Text:
════════
A new, relatively simple process makes it possible to create biocompatible particles called shape-controllable microgels that could be custom-designed for specific roles such as drug delivery vehicles, tissue engineering building blocks and biomedical research.
The particles are made of two distinctly different materials: polymers called polyNIPAAm and sodium alginate, used in drug delivery. The two are combined to manufacture so-called Janus particles – named for the Roman god with two distinctly different faces. Like the Roman deity, the particles have two distinctly different sections, a design trait that makes them potentially useful for a host of medical and research applications, said Arezoo Ardekani, an assistant professor of mechanical engineering at Purdue University.
A mixture of sodium alginate and polyNIPAAm is formed into uniform droplets using microfluidics, a technology for controlling minute micro-quantities of fluids with tiny tubes and channels. The droplets are injected into a “collecting solution” containing glycerol and barium acetate. Barium ions diffuse into the resulting droplets, causing them to “crosslink,” or reinforce with chemical bonds, and jellify into squishy mushroom-shaped microgel particles. The particles can be induced to deform into different shapes by varying the concentration of glycerol in the collecting solution; microgels also can “phase separate,” producing Janus particles.
“The novelty of this work is that it is very simple to generate different shapes just by changing the concentration of glycerol,” Ardekani said.
Findings are detailed in a research paper published in January in the journal Langmuir. The paper was authored by Ardekani, her postdoctoral research associate Yuandu Hu, graduate student Shibo Wang and Harvard University postdoctoral research associate Alireza Abbaspourrad.
════════
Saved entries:
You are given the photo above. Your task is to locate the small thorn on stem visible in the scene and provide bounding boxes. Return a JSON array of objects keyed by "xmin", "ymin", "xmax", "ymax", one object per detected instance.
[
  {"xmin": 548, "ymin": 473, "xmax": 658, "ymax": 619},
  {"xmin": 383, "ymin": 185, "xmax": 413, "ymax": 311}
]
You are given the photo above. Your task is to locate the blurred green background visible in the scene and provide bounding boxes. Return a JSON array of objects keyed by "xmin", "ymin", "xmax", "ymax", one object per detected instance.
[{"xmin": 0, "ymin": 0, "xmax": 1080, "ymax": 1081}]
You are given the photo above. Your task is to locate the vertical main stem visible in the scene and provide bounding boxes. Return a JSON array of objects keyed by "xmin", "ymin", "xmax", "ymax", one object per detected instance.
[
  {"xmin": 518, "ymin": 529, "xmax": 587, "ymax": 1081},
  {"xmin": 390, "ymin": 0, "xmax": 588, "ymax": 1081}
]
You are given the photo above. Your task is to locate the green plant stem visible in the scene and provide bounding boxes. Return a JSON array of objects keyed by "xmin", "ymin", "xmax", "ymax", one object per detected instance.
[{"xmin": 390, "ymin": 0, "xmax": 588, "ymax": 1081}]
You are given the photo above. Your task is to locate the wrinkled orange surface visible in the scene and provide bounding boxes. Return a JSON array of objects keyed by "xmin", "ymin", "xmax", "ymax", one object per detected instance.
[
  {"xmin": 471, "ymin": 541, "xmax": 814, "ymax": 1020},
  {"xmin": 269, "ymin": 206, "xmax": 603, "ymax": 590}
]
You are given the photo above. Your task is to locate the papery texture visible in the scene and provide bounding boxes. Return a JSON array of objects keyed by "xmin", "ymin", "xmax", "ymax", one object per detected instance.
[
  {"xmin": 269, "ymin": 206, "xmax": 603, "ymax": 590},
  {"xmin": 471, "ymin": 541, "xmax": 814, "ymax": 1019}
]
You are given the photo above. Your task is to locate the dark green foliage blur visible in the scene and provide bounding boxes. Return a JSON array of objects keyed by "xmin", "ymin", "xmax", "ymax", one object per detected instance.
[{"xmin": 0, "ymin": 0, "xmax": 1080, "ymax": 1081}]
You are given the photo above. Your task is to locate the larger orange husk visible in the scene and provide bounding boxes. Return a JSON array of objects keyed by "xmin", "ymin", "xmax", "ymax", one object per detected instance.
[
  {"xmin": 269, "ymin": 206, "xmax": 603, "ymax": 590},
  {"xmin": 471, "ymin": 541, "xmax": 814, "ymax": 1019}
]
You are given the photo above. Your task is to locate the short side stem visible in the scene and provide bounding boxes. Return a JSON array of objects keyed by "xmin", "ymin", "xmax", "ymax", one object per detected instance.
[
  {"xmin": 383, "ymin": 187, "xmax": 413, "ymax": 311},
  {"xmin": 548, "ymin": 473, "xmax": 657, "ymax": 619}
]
════════
Instructions:
(a) Answer these questions from the microgel article above:
(i) Which two materials are the particles made of?
(ii) What does the collecting solution contain?
(iii) In which journal were the findings published?
(b) Resume the article on shape-controllable microgels, picking up after its final sentence.

Responses:
(a)
(i) PolyNIPAAm and sodium alginate.
(ii) Glycerol and barium acetate.
(iii) Langmuir.

(b)
The researchers found that varying the concentration of glycerol in the collecting solution alters the shape, surface roughness and physical characteristics of the particles, including color and optical properties, making them potentially useful for technologies such as optical switches.
Having the ability to control the shapes of particles could enable researchers to create a variety of drug-delivery vehicles, while Janus particles hold promise for a number of potential applications. For example, one part might be hydrophobic and the other hydrophilic, allowing them to be positioned and manipulated for tissue engineering or co-delivery of hydrophobic and hydrophilic drugs. Magnetic nanoparticles might be embedded into Janus particles during the fabrication process, making it possible to control them with magnetic fields as delivery vehicles and also for magnetically controlled optical switches. Cells also might be reversibly encapsulated into the microgels for tissue engineering purposes – the cells can be cultured within microgels and easily manipulated into different tissue structures, after which it is possible to dissolve the gels and release the cells; these gels also might be designed to respond to external stimuli such as temperature or pH.
The work was supported by the National Science Foundation. Scanning electron microscopy was performed at the University of Notre Dame’s Integrated Imaging Facility.